• [WHAT THE TASK REQUIRES]: Reproduce the rows below verbatim, from the line with "Q: Point out every instance of the standing" up to and including the line with "x=155 y=140", omitting the pictures.

• [RECORDS FOR THIS TASK]:

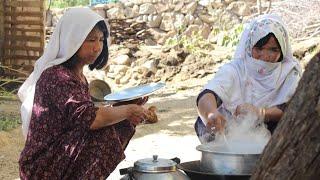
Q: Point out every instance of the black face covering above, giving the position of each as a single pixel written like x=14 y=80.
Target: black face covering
x=102 y=59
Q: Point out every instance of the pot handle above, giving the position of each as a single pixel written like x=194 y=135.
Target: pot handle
x=176 y=159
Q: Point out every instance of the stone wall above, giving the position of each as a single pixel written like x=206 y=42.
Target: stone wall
x=165 y=18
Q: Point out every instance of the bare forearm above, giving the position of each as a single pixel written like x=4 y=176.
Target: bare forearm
x=207 y=104
x=273 y=114
x=106 y=116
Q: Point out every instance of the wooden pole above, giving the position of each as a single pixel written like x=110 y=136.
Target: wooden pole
x=293 y=152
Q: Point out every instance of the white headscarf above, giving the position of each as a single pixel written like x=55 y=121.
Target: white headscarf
x=248 y=80
x=68 y=36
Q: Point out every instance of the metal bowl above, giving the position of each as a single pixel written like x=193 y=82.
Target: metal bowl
x=194 y=171
x=226 y=163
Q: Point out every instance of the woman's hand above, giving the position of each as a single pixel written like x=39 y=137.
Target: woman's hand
x=215 y=122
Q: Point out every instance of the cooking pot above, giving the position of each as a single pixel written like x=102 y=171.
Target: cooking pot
x=220 y=160
x=154 y=168
x=193 y=170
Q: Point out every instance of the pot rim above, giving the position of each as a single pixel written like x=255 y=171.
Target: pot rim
x=199 y=148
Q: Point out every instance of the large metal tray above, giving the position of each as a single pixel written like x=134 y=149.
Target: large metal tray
x=133 y=92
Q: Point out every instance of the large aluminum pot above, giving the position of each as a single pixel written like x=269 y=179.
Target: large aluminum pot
x=217 y=161
x=154 y=169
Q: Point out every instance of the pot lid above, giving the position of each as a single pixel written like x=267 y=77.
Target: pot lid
x=155 y=165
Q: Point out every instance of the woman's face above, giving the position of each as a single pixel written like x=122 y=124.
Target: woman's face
x=91 y=47
x=270 y=52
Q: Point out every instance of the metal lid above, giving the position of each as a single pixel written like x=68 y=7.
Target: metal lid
x=155 y=165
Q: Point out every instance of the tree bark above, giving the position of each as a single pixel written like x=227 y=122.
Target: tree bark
x=294 y=149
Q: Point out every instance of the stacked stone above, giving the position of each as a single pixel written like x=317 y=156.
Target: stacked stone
x=126 y=31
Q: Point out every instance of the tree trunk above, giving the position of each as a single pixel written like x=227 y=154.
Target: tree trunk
x=294 y=149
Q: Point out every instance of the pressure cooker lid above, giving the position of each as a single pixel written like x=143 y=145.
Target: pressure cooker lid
x=155 y=165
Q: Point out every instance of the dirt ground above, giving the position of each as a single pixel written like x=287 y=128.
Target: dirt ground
x=173 y=136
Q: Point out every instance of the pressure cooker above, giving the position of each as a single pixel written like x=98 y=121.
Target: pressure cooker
x=154 y=168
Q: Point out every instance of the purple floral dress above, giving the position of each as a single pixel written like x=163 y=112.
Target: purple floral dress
x=60 y=144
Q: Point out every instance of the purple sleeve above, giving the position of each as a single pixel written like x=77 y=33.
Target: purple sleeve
x=73 y=100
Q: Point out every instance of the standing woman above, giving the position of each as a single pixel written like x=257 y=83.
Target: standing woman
x=67 y=136
x=261 y=78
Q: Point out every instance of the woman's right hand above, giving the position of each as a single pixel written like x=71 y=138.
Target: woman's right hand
x=135 y=113
x=215 y=122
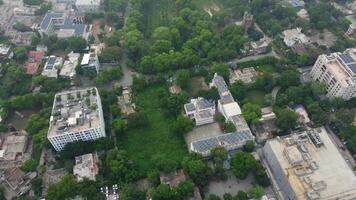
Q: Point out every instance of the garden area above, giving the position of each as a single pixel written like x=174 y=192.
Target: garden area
x=155 y=140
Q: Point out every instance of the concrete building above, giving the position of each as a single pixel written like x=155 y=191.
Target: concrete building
x=200 y=110
x=338 y=72
x=88 y=5
x=77 y=115
x=14 y=149
x=125 y=102
x=6 y=51
x=91 y=61
x=247 y=75
x=15 y=182
x=52 y=66
x=308 y=166
x=68 y=69
x=295 y=36
x=86 y=167
x=34 y=60
x=64 y=25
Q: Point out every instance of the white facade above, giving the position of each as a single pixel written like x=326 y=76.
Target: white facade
x=338 y=71
x=201 y=110
x=73 y=120
x=88 y=5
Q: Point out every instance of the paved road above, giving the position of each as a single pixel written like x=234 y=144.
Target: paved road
x=127 y=77
x=342 y=148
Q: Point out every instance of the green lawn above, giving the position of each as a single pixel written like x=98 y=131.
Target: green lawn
x=143 y=143
x=256 y=97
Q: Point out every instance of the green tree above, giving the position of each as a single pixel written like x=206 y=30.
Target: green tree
x=256 y=192
x=119 y=126
x=20 y=54
x=29 y=166
x=252 y=113
x=249 y=146
x=286 y=119
x=242 y=164
x=222 y=70
x=183 y=77
x=197 y=169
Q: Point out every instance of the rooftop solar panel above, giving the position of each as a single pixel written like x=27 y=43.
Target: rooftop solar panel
x=346 y=58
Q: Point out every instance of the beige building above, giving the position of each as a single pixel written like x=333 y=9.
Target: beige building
x=338 y=71
x=86 y=167
x=309 y=166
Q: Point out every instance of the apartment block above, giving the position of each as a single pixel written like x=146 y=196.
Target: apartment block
x=338 y=71
x=77 y=115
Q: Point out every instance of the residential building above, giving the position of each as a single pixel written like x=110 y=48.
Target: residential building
x=6 y=51
x=302 y=113
x=309 y=166
x=15 y=182
x=86 y=167
x=77 y=115
x=338 y=72
x=91 y=61
x=14 y=149
x=247 y=75
x=51 y=67
x=125 y=102
x=297 y=3
x=34 y=60
x=200 y=110
x=64 y=25
x=68 y=69
x=88 y=5
x=295 y=36
x=351 y=32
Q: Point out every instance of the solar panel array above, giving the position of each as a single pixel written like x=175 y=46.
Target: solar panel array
x=231 y=141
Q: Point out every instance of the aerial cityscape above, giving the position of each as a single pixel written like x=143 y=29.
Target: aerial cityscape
x=178 y=100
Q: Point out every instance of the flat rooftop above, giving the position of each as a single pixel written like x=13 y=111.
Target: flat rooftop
x=322 y=170
x=75 y=111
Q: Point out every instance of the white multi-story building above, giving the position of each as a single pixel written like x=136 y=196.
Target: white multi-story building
x=201 y=110
x=338 y=71
x=88 y=5
x=77 y=115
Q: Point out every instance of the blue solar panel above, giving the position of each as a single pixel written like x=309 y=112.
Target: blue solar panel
x=346 y=58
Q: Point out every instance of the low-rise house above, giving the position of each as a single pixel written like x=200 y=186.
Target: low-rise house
x=86 y=167
x=125 y=101
x=302 y=113
x=14 y=149
x=6 y=51
x=88 y=5
x=68 y=69
x=246 y=75
x=15 y=182
x=257 y=47
x=51 y=67
x=34 y=60
x=294 y=36
x=91 y=61
x=200 y=110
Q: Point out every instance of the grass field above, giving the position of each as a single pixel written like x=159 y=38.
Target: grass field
x=256 y=97
x=144 y=143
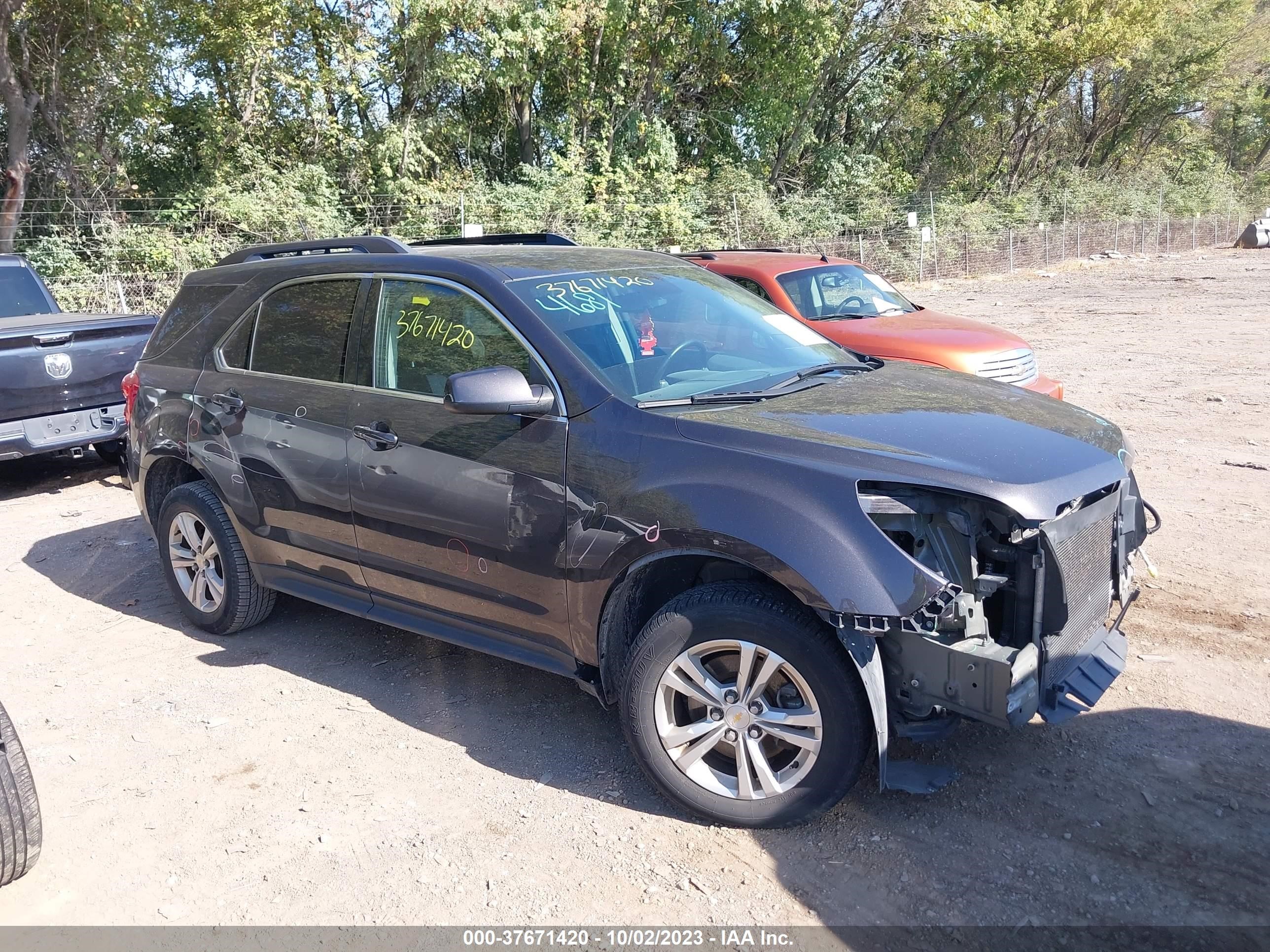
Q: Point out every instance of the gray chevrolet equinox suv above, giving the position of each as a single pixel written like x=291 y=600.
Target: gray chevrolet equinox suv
x=771 y=554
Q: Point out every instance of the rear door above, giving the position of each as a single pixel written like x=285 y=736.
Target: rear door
x=459 y=517
x=275 y=428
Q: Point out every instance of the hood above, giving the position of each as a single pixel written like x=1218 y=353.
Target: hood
x=906 y=423
x=930 y=337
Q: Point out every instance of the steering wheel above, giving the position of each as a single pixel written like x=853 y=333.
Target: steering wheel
x=671 y=365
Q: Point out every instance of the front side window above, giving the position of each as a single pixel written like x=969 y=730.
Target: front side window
x=752 y=286
x=673 y=332
x=427 y=332
x=303 y=331
x=843 y=291
x=21 y=294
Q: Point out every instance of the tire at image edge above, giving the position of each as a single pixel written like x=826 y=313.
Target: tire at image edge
x=247 y=602
x=21 y=824
x=753 y=613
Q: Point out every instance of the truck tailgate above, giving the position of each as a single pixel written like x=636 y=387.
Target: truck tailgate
x=35 y=352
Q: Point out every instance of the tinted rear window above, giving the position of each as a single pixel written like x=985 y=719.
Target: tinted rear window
x=21 y=294
x=193 y=303
x=303 y=331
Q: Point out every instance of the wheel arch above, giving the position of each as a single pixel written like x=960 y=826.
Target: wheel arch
x=643 y=587
x=160 y=476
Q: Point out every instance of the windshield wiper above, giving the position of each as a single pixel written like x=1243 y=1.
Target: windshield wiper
x=818 y=370
x=753 y=397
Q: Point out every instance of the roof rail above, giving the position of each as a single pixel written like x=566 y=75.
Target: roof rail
x=528 y=238
x=362 y=244
x=728 y=250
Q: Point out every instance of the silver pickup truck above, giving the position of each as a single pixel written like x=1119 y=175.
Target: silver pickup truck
x=60 y=374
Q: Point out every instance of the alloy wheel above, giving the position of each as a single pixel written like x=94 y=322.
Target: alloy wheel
x=196 y=561
x=738 y=719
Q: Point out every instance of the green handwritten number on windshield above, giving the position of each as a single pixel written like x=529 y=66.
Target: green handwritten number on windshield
x=409 y=324
x=433 y=328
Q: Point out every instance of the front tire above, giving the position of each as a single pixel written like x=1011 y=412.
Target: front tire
x=205 y=564
x=741 y=706
x=21 y=828
x=111 y=451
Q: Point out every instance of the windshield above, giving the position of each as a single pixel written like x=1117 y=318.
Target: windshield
x=843 y=291
x=670 y=333
x=21 y=294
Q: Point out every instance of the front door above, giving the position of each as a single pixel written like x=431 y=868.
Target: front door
x=276 y=408
x=457 y=514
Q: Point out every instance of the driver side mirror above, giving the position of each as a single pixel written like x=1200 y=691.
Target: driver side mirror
x=497 y=390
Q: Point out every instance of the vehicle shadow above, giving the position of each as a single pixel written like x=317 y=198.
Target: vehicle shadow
x=515 y=719
x=34 y=475
x=1122 y=816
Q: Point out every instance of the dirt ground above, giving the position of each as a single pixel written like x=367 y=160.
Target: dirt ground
x=324 y=770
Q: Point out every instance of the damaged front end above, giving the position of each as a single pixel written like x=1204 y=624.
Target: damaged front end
x=1019 y=626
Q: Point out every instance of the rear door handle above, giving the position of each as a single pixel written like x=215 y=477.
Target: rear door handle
x=230 y=402
x=379 y=436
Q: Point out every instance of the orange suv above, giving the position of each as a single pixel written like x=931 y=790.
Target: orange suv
x=860 y=310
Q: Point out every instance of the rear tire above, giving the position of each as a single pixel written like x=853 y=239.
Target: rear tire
x=21 y=829
x=205 y=564
x=790 y=711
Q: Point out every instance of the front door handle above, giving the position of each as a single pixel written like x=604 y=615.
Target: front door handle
x=379 y=436
x=229 y=402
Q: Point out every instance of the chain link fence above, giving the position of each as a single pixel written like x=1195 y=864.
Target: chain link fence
x=905 y=254
x=117 y=294
x=926 y=254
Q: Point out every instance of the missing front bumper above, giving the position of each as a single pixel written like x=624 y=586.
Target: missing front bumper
x=1100 y=663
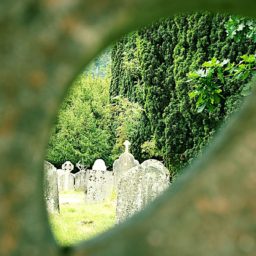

• [CORRECT RESULT]:
Q: Point out every instance of the standing woman above, giving the position of each as a single pixel written like x=257 y=83.
Target: standing woman
x=67 y=136
x=261 y=78
Q: Point out every instance of the woman's right hand above, giving the position of each as a single pixel written like x=71 y=138.
Target: woman's right hand
x=135 y=113
x=215 y=122
Q: Point out every instance of the garden area above, giving the position of each as a single pixel written like x=174 y=192.
Target: garden area
x=155 y=140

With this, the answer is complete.